=== DOCUMENT ===
********************
Some long time readers may recall the series last year on my friend, Will Davies. At the end of that week of posts last May I had a request from Ward Jenkins of Ward-O-Matic fame for a Will Davies "step-by-step". Happily, I can now fulfill that request: Some years ago, several Toronto graphic arts professionals who were tops in their field were asked to do a lecture series at The Ontario College of Art and Design. Will prepared the sequence we'll be looking at this week for that lecture series.
Last week I enjoyed a long lunch with Will, my younger son, Simon and good buddy, René Milot at a restaurant in Toronto near Will's home. After lunch we returned to Will's place for a quiet conversation in which Will generously explained the details of how he worked on commercial assignments in the 50's and 60's. "This is pretty early on," Will remarked when I showed him the photocopies I had brought with me, "Later on I didn't bother with all this. I'd just rough it out directly on the board or canvas and send that over to the client for approval."
********************
[Records of labeled points]
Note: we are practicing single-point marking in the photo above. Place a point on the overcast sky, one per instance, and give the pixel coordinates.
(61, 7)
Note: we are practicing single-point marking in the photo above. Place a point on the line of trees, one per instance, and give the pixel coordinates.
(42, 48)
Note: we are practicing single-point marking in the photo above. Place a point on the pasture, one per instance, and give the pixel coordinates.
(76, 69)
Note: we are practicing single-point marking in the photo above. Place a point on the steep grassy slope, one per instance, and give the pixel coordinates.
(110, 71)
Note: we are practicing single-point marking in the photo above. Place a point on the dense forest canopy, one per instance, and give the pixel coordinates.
********************
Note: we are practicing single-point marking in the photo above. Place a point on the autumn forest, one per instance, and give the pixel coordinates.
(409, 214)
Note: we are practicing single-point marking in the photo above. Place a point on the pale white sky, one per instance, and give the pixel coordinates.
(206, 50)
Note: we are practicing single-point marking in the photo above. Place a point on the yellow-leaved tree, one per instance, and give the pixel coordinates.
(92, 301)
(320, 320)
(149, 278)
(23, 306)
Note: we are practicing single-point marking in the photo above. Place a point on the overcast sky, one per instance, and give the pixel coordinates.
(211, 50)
********************
=== STATED TASK 1 ===
Answer these questions about the Will Davies post:
(a) Who asked for a Will Davies "step-by-step"?
(b) At which school was the lecture series held?
(c) Where was the restaurant where the long lunch took place?
=== STATED TASK 2 ===
Could you rewrite the Will Davies post between "Some long time" and "that lecture series.", inclusive, changing "lecture series" to "talk series"?
=== STATED TASK 3 ===
Can you take the Will Davies post further from its last sentence?

=== EXERCISE ANSWER 1 ===
(a) Ward Jenkins of Ward-O-Matic fame.
(b) The Ontario College of Art and Design.
(c) In Toronto, near Will's home.

=== EXERCISE ANSWER 2 ===
Some long time readers may recall the series last year on my friend, Will Davies. At the end of that week of posts last May I had a request from Ward Jenkins of Ward-O-Matic fame for a Will Davies "step-by-step". Happily, I can now fulfill that request: Some years ago, several Toronto graphic arts professionals who were tops in their field were asked to do a talk series at The Ontario College of Art and Design. Will prepared the sequence we'll be looking at this week for that talk series.

=== EXERCISE ANSWER 3 ===
Still, this earlier system Will employed represents a valuable lesson in how to properly develop a piece of finished art. And for me at least, even the roughest sketch provides an inspiring example of how a talented hand creates a strong, energetic and sound composition - something we should all thoughtfully strive for in our own efforts.
During the late 50's/ early 60's Will did quite a few full page newpaper ads for the major department store chain here in Canada, the Hudson's Bay Company. These ads typically centred around holiday themes - and in this case, it would appear from the notes dashed in on this rough that the theme was "Christmas".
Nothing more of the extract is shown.